◆ **Exercise inputs**:
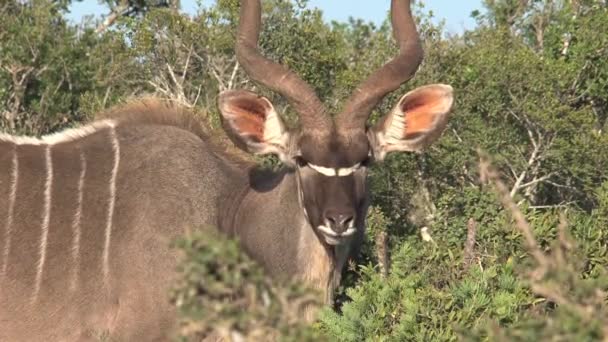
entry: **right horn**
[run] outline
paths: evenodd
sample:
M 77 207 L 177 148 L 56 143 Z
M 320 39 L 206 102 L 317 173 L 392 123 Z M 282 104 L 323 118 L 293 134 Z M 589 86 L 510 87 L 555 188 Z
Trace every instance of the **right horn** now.
M 392 0 L 393 35 L 399 54 L 371 74 L 351 95 L 336 117 L 339 130 L 365 130 L 372 110 L 386 96 L 411 79 L 422 62 L 422 46 L 412 18 L 410 0 Z
M 242 0 L 236 39 L 236 57 L 249 77 L 283 95 L 300 116 L 302 128 L 328 131 L 331 120 L 314 90 L 286 67 L 258 51 L 261 21 L 260 0 Z

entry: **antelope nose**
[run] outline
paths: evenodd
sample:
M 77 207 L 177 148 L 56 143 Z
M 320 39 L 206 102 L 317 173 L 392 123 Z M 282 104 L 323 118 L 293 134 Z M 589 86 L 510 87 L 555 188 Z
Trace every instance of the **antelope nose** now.
M 325 222 L 331 230 L 338 234 L 344 233 L 348 228 L 352 227 L 355 220 L 355 214 L 352 212 L 331 212 L 325 213 Z

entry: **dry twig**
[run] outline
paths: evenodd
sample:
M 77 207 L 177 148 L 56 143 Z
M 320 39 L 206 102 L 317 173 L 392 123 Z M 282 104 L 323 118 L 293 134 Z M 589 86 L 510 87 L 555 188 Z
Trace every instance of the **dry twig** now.
M 496 193 L 498 194 L 498 199 L 515 220 L 515 227 L 524 236 L 526 248 L 539 264 L 540 275 L 544 275 L 547 271 L 547 267 L 549 266 L 549 261 L 547 260 L 545 254 L 540 250 L 538 243 L 536 242 L 536 238 L 534 237 L 532 227 L 526 220 L 526 217 L 521 210 L 519 210 L 517 204 L 515 204 L 513 201 L 507 186 L 500 179 L 498 171 L 496 171 L 496 169 L 494 169 L 494 167 L 490 164 L 488 157 L 482 152 L 479 152 L 479 154 L 481 156 L 479 169 L 482 182 L 489 182 L 494 185 Z
M 475 235 L 477 234 L 477 222 L 470 218 L 467 222 L 467 241 L 464 245 L 464 267 L 468 269 L 475 260 Z
M 550 278 L 557 274 L 563 275 L 564 272 L 574 272 L 574 270 L 571 269 L 571 264 L 567 262 L 564 255 L 565 252 L 573 247 L 573 243 L 566 235 L 567 222 L 565 216 L 563 214 L 560 216 L 557 246 L 551 253 L 545 254 L 541 251 L 536 241 L 530 223 L 526 220 L 524 214 L 511 198 L 509 190 L 500 180 L 498 172 L 492 167 L 486 155 L 482 152 L 479 152 L 479 155 L 481 159 L 480 175 L 482 182 L 488 182 L 494 186 L 500 202 L 515 220 L 514 227 L 524 236 L 526 248 L 537 263 L 537 267 L 531 272 L 530 277 L 530 288 L 532 292 L 547 298 L 557 305 L 568 308 L 568 310 L 575 312 L 586 321 L 597 318 L 600 314 L 598 308 L 603 306 L 604 298 L 606 298 L 606 293 L 604 291 L 597 289 L 597 295 L 595 296 L 597 298 L 581 301 L 573 297 L 569 286 L 564 286 L 560 281 L 556 283 Z M 574 278 L 577 278 L 577 276 L 575 275 Z M 604 326 L 606 326 L 604 329 L 605 340 L 608 341 L 608 321 L 605 321 L 604 323 Z

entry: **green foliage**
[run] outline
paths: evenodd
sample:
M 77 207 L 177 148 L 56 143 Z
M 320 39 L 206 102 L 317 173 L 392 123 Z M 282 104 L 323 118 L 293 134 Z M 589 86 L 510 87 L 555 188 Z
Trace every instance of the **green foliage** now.
M 182 277 L 172 297 L 181 315 L 181 338 L 258 341 L 319 341 L 302 324 L 304 310 L 320 305 L 318 296 L 297 284 L 275 285 L 236 241 L 194 234 L 176 242 L 184 252 Z
M 608 318 L 603 223 L 580 222 L 586 214 L 573 212 L 570 241 L 559 236 L 555 213 L 528 212 L 539 244 L 552 251 L 537 279 L 521 232 L 490 203 L 493 192 L 464 197 L 471 210 L 464 217 L 477 222 L 473 262 L 465 261 L 464 222 L 436 227 L 432 243 L 409 236 L 393 244 L 388 278 L 373 262 L 360 267 L 341 313 L 323 312 L 322 331 L 338 341 L 601 340 Z
M 88 55 L 98 42 L 78 35 L 51 1 L 0 6 L 0 128 L 40 135 L 81 121 L 79 94 L 95 88 Z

◆ **Task statement**:
Each record must be repeated exactly, and no picture may be carried over.

◆ **Finished task**:
entry: **right horn**
[run] outline
paths: evenodd
sample:
M 77 207 L 177 148 L 56 143 Z
M 320 39 L 206 102 L 317 173 L 392 123 Z M 282 104 L 323 118 L 293 134 Z M 589 86 L 510 87 L 555 188 Z
Trace every instance of the **right horn** now.
M 392 0 L 393 35 L 399 54 L 371 74 L 351 95 L 336 117 L 339 130 L 365 130 L 372 110 L 386 96 L 411 79 L 422 62 L 422 46 L 412 18 L 410 0 Z
M 242 0 L 236 39 L 236 57 L 249 77 L 283 95 L 300 116 L 302 128 L 328 131 L 331 120 L 314 90 L 286 67 L 258 51 L 261 21 L 260 0 Z

entry: **antelope nose**
[run] outline
paths: evenodd
sample:
M 77 207 L 177 148 L 56 143 Z
M 320 39 L 206 102 L 317 173 L 392 123 Z M 282 104 L 323 118 L 293 134 Z M 589 86 L 510 87 L 555 188 Z
Trace every instance of the **antelope nose** now.
M 325 222 L 331 230 L 338 234 L 344 233 L 348 228 L 352 227 L 355 220 L 355 214 L 352 212 L 331 212 L 325 213 Z

entry: **dry twig**
[run] outline
paths: evenodd
sample:
M 77 207 L 177 148 L 56 143 Z
M 320 39 L 206 102 L 317 173 L 392 123 Z M 282 104 L 323 118 L 293 134 Z M 589 86 L 510 87 L 555 188 Z
Trace every instance of the **dry twig** now.
M 496 193 L 498 194 L 498 199 L 515 220 L 515 227 L 524 236 L 526 248 L 539 264 L 540 275 L 544 275 L 547 271 L 547 267 L 549 266 L 549 261 L 547 260 L 545 254 L 540 250 L 538 243 L 536 242 L 536 238 L 534 237 L 532 227 L 526 220 L 526 217 L 521 210 L 519 210 L 517 204 L 515 204 L 513 201 L 507 186 L 500 179 L 498 171 L 496 171 L 496 169 L 494 169 L 494 167 L 490 164 L 488 157 L 482 152 L 479 152 L 479 154 L 481 156 L 479 169 L 482 182 L 489 182 L 494 185 Z
M 475 235 L 477 234 L 477 222 L 470 218 L 467 222 L 467 241 L 464 245 L 464 267 L 468 269 L 475 260 Z
M 550 278 L 557 274 L 563 275 L 564 272 L 574 272 L 574 270 L 571 269 L 571 264 L 567 262 L 564 255 L 565 252 L 573 247 L 573 243 L 566 235 L 567 222 L 565 216 L 563 214 L 560 216 L 557 246 L 551 253 L 545 254 L 541 251 L 536 241 L 530 223 L 526 220 L 524 214 L 511 198 L 509 190 L 500 180 L 498 172 L 492 167 L 486 155 L 482 152 L 479 152 L 479 155 L 481 159 L 480 175 L 482 182 L 488 182 L 494 186 L 500 202 L 515 220 L 514 227 L 524 236 L 526 248 L 537 263 L 537 267 L 531 272 L 530 277 L 530 288 L 532 292 L 547 298 L 557 305 L 568 308 L 568 310 L 575 312 L 586 321 L 597 318 L 600 314 L 598 308 L 603 306 L 604 298 L 606 298 L 606 293 L 604 291 L 597 289 L 597 295 L 595 296 L 597 298 L 581 301 L 573 297 L 569 286 L 564 286 L 560 281 L 556 283 Z M 574 278 L 577 278 L 577 276 L 575 275 Z M 604 326 L 606 326 L 604 329 L 605 340 L 608 341 L 608 321 L 605 321 L 604 323 Z

entry: **green foliage**
[run] outline
paths: evenodd
sample:
M 77 207 L 177 148 L 56 143 Z
M 320 39 L 206 102 L 317 173 L 392 123 Z M 282 104 L 323 118 L 293 134 Z M 589 86 L 510 87 L 555 188 Z
Trace every instance of the **green foliage** now.
M 182 277 L 172 297 L 181 315 L 181 338 L 258 341 L 319 341 L 302 324 L 304 310 L 320 305 L 318 296 L 297 284 L 275 285 L 236 241 L 194 234 L 176 242 L 184 252 Z
M 608 318 L 603 223 L 580 222 L 586 214 L 573 212 L 570 241 L 559 236 L 555 213 L 528 212 L 539 244 L 552 251 L 537 279 L 521 232 L 490 203 L 493 192 L 464 197 L 471 210 L 464 217 L 477 222 L 473 262 L 465 261 L 464 222 L 436 227 L 432 243 L 409 236 L 393 244 L 388 278 L 373 262 L 360 267 L 341 313 L 323 312 L 322 331 L 338 341 L 601 340 Z
M 88 55 L 98 42 L 78 35 L 51 1 L 0 6 L 0 128 L 40 135 L 81 121 L 79 94 L 95 88 Z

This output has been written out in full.